[Exercise materials]:
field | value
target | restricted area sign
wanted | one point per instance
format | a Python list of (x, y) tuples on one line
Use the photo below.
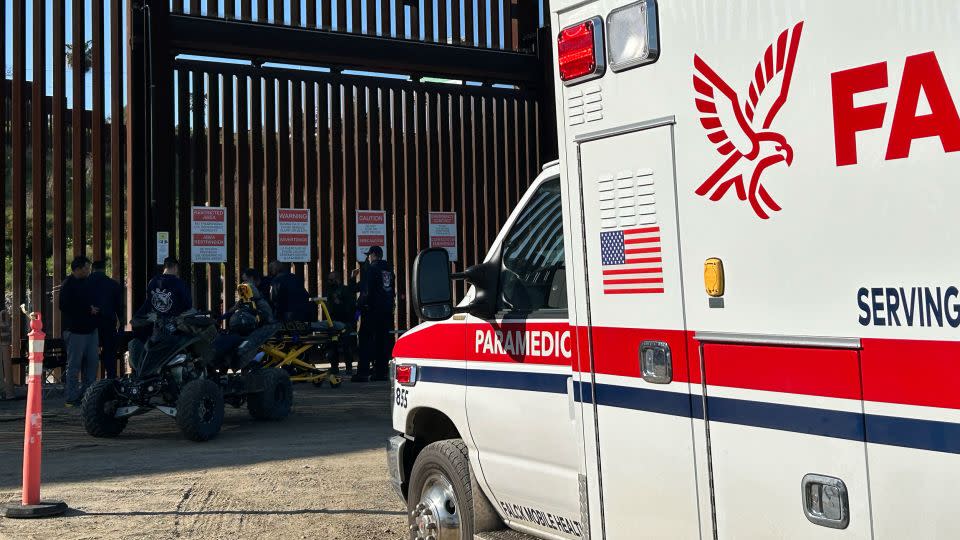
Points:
[(293, 235), (208, 234), (371, 231), (443, 232)]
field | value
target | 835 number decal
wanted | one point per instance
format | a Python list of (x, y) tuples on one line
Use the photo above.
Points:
[(401, 398)]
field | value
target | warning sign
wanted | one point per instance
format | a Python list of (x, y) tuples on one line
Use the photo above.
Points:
[(443, 232), (371, 231), (293, 235), (208, 234)]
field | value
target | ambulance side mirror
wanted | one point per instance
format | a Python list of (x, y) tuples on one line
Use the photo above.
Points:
[(432, 290)]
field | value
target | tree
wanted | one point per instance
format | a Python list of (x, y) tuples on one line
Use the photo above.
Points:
[(87, 55)]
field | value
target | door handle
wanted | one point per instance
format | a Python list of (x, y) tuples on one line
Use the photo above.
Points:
[(656, 364), (825, 501)]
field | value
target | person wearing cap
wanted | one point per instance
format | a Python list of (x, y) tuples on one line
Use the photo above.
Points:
[(376, 302), (167, 294)]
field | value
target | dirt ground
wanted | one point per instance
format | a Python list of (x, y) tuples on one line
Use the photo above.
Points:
[(319, 474)]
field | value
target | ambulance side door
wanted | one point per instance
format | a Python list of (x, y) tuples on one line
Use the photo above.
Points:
[(519, 377), (641, 380)]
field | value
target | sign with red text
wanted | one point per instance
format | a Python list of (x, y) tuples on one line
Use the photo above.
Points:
[(443, 232), (371, 231), (208, 234), (293, 235)]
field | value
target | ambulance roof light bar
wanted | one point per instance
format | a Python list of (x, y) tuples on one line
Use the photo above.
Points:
[(633, 35), (580, 51)]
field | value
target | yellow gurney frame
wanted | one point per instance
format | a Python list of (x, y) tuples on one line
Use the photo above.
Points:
[(289, 347)]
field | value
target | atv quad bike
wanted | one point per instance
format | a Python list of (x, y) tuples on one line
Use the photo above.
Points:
[(188, 371)]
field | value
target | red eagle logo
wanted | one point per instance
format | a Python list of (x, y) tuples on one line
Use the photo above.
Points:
[(750, 146)]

[Prompt]:
Omit the pictures and output all of the other material exactly.

[Answer below]:
field | value
target | restricted area sign
wanted | one point per instance
format | a Python list of (x, y) tuples on one line
Use the photo below.
Points:
[(293, 235), (208, 234), (371, 231), (443, 232)]
field | value
target | 835 number decal
wanted | one point per instance
format | a Python list of (x, y) tuples on one line
Use the photo above.
Points:
[(401, 398)]
field | value
target | warning sign
wanted | one point per instance
format | a Python list of (x, y) tuples on one line
Use the photo above.
Points:
[(443, 232), (371, 231), (293, 235), (208, 234)]
field | value
target | ambulance side mirror
wanted | one point per instance
format | a Python list of (x, y) tuples on one line
Use the photo above.
Points:
[(432, 290)]
field | value
target | tree
wanted | one point per instance
format | a Python list of (x, y) tuples on one line
Use the photo above.
Points:
[(87, 55)]
field | value
target | door handle
wanted | one point per instance
format | a Python list of (x, y) tuples on one line
Use the photo above.
Points:
[(656, 364), (825, 501)]
field | value
target | person wearing cap
wanted | one point per instance
format | a Python list of (x, y) tuples on one line
Use the photo above.
Points:
[(376, 302), (167, 294)]
field | value
target | dirt ground
wanted | one point per instance
format | a Python list of (x, y) tuples on one line
Use the photo above.
Points:
[(319, 474)]
field | value
target | ambulance side door
wanted | one point per instance
format | a Python list of (x, y) tuples on one line
Use the photo above.
Points:
[(519, 377), (641, 380)]
field | value
target | sign with red text
wanted | one point per instance
format | a Python list of (x, y) tuples on one line
Use the photo above.
Points:
[(443, 232), (371, 231), (208, 234), (293, 235)]
field | value
target | ambulance roof light bar
wanted | one point per instance
format | a Python list of (x, y) tuples on one line
Use the photo above.
Points:
[(633, 35), (580, 51)]
field | value
target | yellow gurney frame
wanted | one point per instance
format | a Python list of (x, y) tuples on one line
Use the photo above.
Points:
[(289, 347)]
field | value
target | atv quad bike
wanted | one point per instance
format | a Python list of (x, y) tuples on one line
Use the photo above.
Points:
[(188, 371)]
field | value
target | red eagle logo
wanted | one point per instance
format | a Python list of (x, y) tuples on one line
Use the photo above.
Points:
[(750, 146)]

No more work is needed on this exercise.